• Photo-based referring expression data:
_ _ _ _ _

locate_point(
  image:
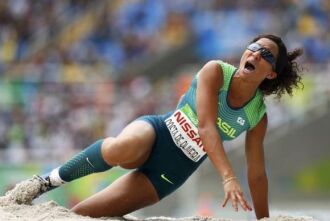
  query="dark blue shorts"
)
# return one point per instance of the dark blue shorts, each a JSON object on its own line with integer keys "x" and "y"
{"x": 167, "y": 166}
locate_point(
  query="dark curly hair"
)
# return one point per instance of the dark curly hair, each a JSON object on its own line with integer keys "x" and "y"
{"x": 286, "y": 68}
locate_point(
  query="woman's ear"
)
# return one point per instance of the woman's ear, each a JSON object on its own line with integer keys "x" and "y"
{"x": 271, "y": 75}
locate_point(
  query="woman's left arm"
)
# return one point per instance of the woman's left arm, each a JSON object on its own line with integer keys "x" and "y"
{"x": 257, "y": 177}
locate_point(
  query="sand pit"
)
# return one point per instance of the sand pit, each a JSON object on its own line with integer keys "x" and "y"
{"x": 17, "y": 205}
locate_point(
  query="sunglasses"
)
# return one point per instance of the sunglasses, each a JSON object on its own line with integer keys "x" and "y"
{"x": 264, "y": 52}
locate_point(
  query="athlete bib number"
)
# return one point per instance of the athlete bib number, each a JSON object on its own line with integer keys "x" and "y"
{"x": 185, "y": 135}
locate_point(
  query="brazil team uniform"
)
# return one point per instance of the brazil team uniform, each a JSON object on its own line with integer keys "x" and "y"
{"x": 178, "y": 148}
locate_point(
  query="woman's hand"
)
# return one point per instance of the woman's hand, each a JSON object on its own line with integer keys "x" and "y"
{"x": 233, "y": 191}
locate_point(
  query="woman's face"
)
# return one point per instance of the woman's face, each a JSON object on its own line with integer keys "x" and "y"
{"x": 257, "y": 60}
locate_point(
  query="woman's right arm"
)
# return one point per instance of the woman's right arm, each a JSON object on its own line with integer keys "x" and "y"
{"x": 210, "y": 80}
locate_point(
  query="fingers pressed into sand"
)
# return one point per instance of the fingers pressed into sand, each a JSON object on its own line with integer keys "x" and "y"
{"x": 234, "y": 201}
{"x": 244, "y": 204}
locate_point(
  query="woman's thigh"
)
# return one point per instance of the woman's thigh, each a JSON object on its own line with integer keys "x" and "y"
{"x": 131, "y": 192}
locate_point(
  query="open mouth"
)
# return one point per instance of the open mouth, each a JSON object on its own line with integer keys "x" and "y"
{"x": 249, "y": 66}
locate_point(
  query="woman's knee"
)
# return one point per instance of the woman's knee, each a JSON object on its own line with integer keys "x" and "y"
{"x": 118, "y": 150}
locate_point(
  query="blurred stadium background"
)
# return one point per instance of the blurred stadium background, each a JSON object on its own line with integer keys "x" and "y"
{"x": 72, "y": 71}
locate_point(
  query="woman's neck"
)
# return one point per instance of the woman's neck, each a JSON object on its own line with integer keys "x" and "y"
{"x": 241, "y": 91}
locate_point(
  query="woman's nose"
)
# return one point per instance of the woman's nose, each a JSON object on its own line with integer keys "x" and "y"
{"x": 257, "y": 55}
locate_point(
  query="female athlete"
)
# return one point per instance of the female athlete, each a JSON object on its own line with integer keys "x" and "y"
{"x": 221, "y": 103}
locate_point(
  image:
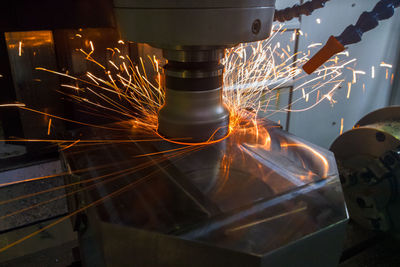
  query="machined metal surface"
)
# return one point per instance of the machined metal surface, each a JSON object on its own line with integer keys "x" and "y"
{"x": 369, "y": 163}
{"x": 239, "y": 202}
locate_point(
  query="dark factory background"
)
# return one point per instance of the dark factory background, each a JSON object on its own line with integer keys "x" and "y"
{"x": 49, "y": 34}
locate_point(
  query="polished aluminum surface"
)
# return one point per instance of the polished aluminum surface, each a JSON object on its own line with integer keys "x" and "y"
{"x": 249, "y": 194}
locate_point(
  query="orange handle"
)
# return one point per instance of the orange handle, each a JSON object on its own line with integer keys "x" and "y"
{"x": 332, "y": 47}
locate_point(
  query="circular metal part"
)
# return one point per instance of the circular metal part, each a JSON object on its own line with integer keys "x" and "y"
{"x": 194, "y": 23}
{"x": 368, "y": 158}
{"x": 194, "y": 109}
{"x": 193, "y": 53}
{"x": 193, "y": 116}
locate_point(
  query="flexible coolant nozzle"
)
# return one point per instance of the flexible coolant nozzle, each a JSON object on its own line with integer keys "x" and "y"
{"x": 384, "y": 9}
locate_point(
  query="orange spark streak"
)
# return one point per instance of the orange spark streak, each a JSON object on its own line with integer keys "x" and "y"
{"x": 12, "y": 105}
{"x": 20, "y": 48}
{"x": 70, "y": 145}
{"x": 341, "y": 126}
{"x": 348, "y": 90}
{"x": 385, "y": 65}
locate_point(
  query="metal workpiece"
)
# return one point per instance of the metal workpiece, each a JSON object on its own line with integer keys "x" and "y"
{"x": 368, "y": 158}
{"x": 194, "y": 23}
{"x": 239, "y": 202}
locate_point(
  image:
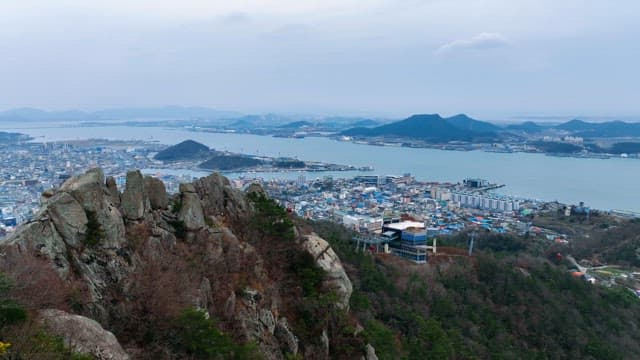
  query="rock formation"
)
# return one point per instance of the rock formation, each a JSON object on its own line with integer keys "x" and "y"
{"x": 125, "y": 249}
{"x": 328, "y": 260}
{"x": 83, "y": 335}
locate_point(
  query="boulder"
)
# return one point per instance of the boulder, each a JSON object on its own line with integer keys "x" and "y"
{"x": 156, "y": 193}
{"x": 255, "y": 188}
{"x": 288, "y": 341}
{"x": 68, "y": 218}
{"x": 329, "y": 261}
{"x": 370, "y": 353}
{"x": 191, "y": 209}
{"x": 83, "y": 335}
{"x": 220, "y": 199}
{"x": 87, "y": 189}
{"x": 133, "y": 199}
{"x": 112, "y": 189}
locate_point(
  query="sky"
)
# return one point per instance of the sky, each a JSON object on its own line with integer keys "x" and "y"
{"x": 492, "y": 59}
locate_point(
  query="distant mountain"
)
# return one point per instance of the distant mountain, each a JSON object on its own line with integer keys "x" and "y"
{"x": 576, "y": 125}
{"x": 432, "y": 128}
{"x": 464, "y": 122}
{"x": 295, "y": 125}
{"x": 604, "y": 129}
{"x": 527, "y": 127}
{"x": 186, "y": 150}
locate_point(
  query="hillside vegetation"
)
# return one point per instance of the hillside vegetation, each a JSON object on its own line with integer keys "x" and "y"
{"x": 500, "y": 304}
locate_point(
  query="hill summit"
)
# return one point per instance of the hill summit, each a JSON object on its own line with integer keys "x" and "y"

_ _ _ _ _

• Task to complete:
Copy all lines above where "summit" is present.

• Output:
  query="hill summit"
# return one point per instance of the hill summit, each a JSON object on its own line with integer keys "x" and "y"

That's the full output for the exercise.